**** Material provided ****

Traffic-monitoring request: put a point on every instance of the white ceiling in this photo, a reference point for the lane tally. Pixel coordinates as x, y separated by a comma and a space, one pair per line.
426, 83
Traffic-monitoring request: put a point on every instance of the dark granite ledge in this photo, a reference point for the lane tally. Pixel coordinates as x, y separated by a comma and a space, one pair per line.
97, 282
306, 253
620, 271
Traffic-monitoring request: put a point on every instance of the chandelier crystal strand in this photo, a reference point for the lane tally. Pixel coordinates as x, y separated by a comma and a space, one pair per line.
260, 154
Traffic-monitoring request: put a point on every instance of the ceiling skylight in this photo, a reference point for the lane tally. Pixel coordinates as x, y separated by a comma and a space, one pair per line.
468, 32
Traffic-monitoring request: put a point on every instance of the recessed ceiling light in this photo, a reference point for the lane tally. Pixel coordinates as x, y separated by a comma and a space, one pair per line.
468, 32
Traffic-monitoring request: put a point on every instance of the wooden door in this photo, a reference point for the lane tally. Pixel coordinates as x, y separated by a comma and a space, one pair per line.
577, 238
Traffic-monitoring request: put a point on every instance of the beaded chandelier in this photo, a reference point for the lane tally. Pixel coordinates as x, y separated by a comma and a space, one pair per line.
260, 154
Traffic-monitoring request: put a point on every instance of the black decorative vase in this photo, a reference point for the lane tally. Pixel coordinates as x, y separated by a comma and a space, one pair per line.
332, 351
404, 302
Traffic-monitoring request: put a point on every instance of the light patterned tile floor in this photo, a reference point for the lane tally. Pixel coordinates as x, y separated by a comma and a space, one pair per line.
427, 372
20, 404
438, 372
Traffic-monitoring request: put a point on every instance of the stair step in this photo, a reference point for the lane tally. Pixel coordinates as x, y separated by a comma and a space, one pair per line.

****

What the exercise asks: Above are the records; copy all of them exactly.

Exercise answer:
Traffic-monitoring request: put a point on every instance of the white ceiling in this photo, a reference point for the lane tally. Pixel coordinates as x, y separated by a comma and a space, one pair per line.
426, 83
Traffic-monitoring request: put a point on every instance of the dark granite ledge in this photo, a reference point for the lane tally. Pixel coordinates as x, y separated by a comma and a space, one pair per line.
97, 282
306, 253
620, 271
Traffic-monitoring request: put a point on every instance of the chandelier crystal strand in this photo, a reference point for the lane tally. Pixel coordinates as x, y separated by a comma and a space, one pair per line.
260, 154
Traffic-monitoring request: put a point on every instance of the ceiling skylight in this photo, a reference point for the lane tally. Pixel coordinates as x, y separated by a comma and a space, one pair per line.
468, 32
Traffic-monitoring request: put a point on every instance of the recessed ceiling light in this photo, a reference point for the lane tally. Pixel coordinates as x, y separated by a comma and a space, one pair per line.
468, 32
Traffic-monitoring request: put a point on every instance of the wooden door in this photo, a reference point for the lane tally. Pixel coordinates as x, y separated by a comma and a space, one pair per line.
577, 238
Traffic-monitoring request: put a point on every instance of the beaded chandelier in this photo, a reference point for the lane tally. Pixel coordinates as x, y separated by a comma and a space, one pair per line.
260, 154
Traffic-monitoring request: put a point on every instance of the black decorative vase in this photo, a reference point for the lane tally. Pixel coordinates as x, y separated by a comma and a space, one pair per line.
332, 351
404, 302
Traffic-monitoring request: put a point on every instance of the light patterned tile floor in this photo, a reference point for the lane tally. Pixel coordinates as x, y separated by a comma and a space, one pair per line.
427, 372
20, 404
438, 372
Traffic-monitoring request: put a point on every instance of the stair step in this photo, a reference point for the lane tally. Pixel coordinates as x, y separated by a comma and a space, one pair per line.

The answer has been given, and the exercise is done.